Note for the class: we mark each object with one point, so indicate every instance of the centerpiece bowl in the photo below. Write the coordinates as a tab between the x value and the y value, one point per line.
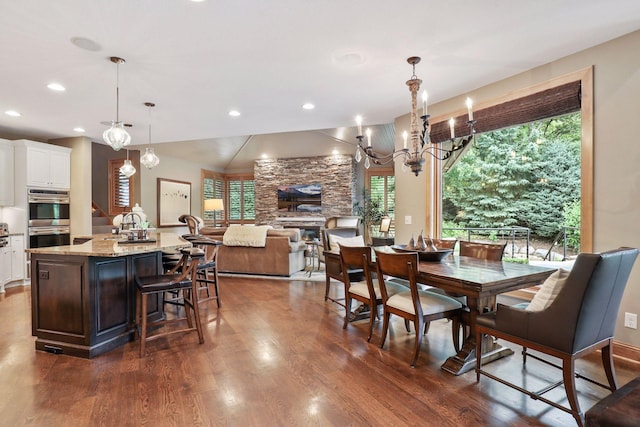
437	255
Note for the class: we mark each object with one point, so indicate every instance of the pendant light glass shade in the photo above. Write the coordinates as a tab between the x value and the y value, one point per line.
149	159
116	136
127	169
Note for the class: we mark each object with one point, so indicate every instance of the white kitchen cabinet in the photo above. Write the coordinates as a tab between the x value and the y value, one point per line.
18	259
46	165
6	169
5	267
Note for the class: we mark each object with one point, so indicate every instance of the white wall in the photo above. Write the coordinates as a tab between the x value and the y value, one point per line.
81	220
616	151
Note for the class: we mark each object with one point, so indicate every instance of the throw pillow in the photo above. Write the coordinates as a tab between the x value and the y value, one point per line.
345	241
549	290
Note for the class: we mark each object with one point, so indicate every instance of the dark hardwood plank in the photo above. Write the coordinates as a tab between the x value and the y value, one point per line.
275	354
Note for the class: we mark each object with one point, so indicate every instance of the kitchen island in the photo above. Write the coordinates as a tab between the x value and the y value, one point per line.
83	296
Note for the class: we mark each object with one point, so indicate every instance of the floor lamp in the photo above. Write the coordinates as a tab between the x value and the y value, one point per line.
214	205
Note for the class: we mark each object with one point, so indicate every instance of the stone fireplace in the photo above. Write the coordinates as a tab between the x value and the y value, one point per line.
336	174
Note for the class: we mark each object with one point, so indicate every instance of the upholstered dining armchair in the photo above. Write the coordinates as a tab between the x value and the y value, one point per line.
366	291
579	320
413	304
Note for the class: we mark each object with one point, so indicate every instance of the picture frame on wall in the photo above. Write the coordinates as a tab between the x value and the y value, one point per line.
174	199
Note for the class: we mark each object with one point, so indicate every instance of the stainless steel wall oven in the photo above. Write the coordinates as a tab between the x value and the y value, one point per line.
48	212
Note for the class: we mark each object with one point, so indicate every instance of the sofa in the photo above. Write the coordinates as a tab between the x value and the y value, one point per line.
282	255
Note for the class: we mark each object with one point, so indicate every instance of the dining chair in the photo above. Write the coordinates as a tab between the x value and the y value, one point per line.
366	291
414	305
578	321
182	279
489	251
333	269
207	277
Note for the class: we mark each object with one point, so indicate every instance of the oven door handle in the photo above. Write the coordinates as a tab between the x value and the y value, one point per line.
39	231
36	199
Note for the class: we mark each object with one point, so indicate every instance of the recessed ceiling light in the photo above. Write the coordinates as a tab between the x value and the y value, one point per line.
56	86
85	43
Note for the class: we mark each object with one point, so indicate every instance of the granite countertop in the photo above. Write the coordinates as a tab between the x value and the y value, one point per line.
107	245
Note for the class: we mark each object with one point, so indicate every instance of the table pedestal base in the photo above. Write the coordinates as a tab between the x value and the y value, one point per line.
465	360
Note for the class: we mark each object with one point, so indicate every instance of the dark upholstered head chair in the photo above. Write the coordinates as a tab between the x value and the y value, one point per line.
490	251
580	320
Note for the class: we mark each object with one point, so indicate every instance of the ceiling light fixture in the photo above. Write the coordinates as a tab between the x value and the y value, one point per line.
421	144
149	158
127	169
56	87
116	136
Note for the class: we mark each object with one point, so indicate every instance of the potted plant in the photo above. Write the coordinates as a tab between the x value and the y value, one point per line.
371	211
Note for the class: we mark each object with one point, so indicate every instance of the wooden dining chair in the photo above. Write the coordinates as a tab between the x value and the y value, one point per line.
182	279
414	305
366	291
580	320
488	251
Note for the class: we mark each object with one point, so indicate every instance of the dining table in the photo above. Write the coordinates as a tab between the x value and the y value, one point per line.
480	281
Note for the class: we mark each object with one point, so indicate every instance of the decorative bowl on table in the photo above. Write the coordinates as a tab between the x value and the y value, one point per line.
437	255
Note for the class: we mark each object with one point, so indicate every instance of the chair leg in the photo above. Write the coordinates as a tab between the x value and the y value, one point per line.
215	287
478	354
385	327
568	375
347	310
607	363
196	312
426	327
373	307
143	323
455	330
416	352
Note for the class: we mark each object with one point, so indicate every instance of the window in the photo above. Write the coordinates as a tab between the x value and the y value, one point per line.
382	186
241	200
212	188
120	188
238	193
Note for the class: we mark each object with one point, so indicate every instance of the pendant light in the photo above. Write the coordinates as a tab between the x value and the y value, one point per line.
116	136
127	169
149	159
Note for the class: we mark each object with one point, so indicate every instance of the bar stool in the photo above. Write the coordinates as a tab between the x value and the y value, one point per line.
207	267
182	278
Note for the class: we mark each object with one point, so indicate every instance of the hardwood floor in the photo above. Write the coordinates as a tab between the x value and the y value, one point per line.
275	354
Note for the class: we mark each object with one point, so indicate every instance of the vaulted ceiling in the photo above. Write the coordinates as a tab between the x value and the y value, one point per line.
198	60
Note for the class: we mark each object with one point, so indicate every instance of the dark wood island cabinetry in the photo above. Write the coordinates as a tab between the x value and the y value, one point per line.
83	296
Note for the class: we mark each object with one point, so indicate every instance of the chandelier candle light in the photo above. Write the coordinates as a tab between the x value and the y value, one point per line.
127	169
116	136
413	158
149	158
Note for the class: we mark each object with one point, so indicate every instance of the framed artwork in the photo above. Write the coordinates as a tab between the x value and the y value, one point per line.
174	199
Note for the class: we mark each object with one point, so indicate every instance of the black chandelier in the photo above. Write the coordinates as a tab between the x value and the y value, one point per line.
421	144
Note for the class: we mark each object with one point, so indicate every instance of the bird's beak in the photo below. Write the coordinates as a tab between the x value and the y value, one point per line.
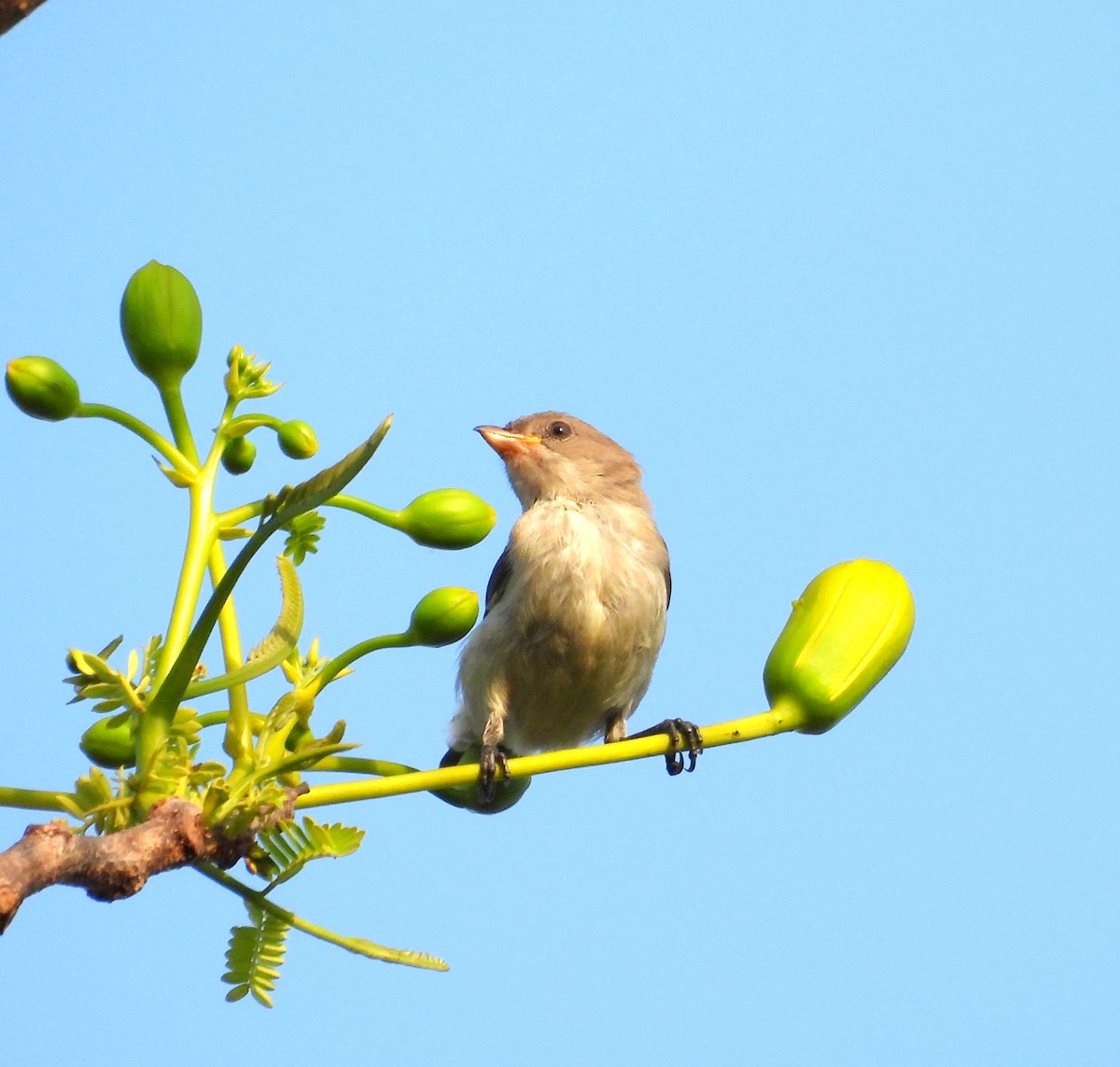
508	444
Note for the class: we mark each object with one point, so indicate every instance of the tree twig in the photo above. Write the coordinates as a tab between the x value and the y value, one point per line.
12	11
113	866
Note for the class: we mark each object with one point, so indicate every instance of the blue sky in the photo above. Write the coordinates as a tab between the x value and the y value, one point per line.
844	279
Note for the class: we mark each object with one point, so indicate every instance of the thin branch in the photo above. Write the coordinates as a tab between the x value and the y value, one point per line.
12	11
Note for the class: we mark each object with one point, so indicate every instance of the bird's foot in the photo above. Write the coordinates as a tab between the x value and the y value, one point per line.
679	730
490	760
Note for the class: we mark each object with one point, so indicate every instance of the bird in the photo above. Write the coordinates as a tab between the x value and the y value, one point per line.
575	610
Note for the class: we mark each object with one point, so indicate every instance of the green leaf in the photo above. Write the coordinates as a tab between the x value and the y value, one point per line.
273	648
278	510
291	847
256	955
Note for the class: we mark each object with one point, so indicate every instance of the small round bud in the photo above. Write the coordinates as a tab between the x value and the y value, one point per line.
40	388
507	792
161	322
447	518
238	456
110	742
297	440
443	616
847	630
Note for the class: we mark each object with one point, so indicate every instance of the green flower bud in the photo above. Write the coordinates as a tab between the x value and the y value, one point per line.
443	616
507	793
40	388
297	440
846	632
110	742
161	322
447	518
238	456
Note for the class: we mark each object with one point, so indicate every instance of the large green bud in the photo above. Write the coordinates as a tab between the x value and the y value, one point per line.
847	630
443	616
238	456
447	518
40	388
161	322
110	742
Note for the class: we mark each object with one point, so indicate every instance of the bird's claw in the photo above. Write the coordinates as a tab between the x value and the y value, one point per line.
678	730
490	760
693	744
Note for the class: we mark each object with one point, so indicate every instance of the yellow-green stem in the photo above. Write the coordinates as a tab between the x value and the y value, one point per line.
177	419
331	668
351	944
385	515
38	799
354	765
238	727
779	719
143	430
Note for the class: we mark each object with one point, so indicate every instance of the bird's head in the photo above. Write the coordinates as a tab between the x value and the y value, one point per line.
554	456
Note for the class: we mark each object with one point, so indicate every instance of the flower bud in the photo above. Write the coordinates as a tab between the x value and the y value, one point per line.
161	322
110	742
40	388
297	440
443	616
507	792
238	456
846	632
447	518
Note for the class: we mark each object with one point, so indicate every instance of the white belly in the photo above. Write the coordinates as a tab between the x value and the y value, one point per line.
572	641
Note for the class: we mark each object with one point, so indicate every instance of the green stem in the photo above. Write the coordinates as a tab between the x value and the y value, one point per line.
779	719
202	534
385	515
219	719
239	736
161	445
38	799
353	765
177	419
351	944
331	668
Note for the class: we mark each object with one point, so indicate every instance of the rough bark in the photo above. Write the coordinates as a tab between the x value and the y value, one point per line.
112	866
12	11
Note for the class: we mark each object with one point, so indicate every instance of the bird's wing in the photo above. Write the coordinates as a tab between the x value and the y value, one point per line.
499	579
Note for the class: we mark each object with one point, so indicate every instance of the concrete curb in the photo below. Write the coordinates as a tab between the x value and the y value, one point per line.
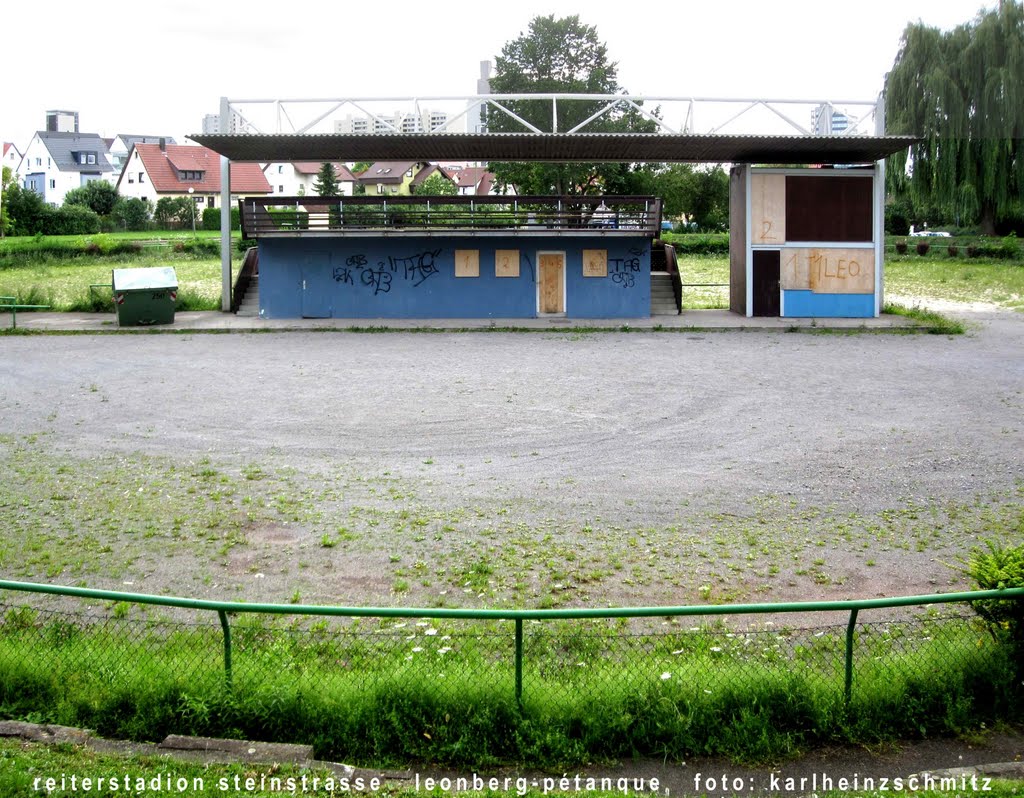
220	322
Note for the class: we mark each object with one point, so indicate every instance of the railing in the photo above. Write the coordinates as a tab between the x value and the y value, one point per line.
10	303
249	269
296	216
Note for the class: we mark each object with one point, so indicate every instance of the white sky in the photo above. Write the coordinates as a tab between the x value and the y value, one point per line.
156	68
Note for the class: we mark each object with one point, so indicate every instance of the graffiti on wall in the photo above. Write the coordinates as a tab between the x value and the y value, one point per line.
413	268
624	270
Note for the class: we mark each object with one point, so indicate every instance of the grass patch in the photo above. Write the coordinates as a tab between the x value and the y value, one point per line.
956	280
67	284
932	322
438	691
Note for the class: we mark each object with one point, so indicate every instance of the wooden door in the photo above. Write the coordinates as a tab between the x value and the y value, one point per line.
767	283
551	296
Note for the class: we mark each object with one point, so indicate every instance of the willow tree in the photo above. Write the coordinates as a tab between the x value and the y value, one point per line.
963	91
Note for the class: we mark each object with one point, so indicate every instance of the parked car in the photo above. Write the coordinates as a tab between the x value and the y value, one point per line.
929	234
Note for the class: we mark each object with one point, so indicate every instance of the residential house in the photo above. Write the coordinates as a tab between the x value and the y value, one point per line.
11	157
56	162
296	179
154	171
395	178
475	181
122	143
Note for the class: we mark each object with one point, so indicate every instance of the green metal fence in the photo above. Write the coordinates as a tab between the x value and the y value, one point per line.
569	654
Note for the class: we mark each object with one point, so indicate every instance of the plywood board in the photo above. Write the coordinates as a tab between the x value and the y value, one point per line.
467	262
595	262
767	209
552	268
737	239
507	262
828	207
828	270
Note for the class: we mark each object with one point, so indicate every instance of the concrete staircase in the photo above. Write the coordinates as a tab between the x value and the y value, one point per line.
662	300
250	302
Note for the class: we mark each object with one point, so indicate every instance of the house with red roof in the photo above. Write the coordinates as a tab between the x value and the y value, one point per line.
154	171
396	178
475	181
296	179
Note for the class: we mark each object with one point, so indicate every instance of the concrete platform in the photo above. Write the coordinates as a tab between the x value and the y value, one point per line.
221	322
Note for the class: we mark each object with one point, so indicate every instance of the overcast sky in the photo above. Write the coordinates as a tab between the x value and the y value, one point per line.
157	68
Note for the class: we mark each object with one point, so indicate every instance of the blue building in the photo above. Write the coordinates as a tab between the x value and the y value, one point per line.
454	257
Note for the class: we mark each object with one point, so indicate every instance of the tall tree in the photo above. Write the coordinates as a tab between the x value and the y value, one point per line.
963	91
327	181
97	195
565	56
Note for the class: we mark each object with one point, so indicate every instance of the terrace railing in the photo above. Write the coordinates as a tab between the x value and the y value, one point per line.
525	215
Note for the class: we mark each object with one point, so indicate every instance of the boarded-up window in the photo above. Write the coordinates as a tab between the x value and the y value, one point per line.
768	208
827	208
595	262
467	262
828	270
507	262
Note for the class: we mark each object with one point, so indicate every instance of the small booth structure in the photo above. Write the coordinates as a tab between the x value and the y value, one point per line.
454	257
806	242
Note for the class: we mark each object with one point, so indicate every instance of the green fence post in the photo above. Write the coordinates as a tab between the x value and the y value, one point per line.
227	646
848	691
518	662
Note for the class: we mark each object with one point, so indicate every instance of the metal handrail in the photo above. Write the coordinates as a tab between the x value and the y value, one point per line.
853	606
299	215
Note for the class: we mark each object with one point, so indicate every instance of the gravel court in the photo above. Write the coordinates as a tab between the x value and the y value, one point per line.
635	429
863	419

*****

Rewrite the part of the material that opens with the line containing "the small booth" and closes at the end of the material, changing "metal handrail" to "steel railing" and leaving all else as it is.

#### Task solution:
Note for the class: we mark each object with one point, so indicate every instance of the small booth structure in the photo above. Write the coordinates as a tab between the x value and the y value, one point per line.
454	257
806	242
Note for the class: we mark each object with one point, so indicate every instance of the green fence post in the photo above. Write the coordinates as a tab between the x value and the y value, one point per line.
227	646
848	691
518	662
Note for the class: we mark each object with one point, so indicate every instance of the steel railing in the photo above. Write the coordinates as a tab between the x value and the y value, one point per line.
853	606
299	215
Note for the class: we mark each object with one point, so indicate every instance of the gravel court in the photo above. Write the coordinates as a tab between the x value and the y value, one point per line.
635	429
863	419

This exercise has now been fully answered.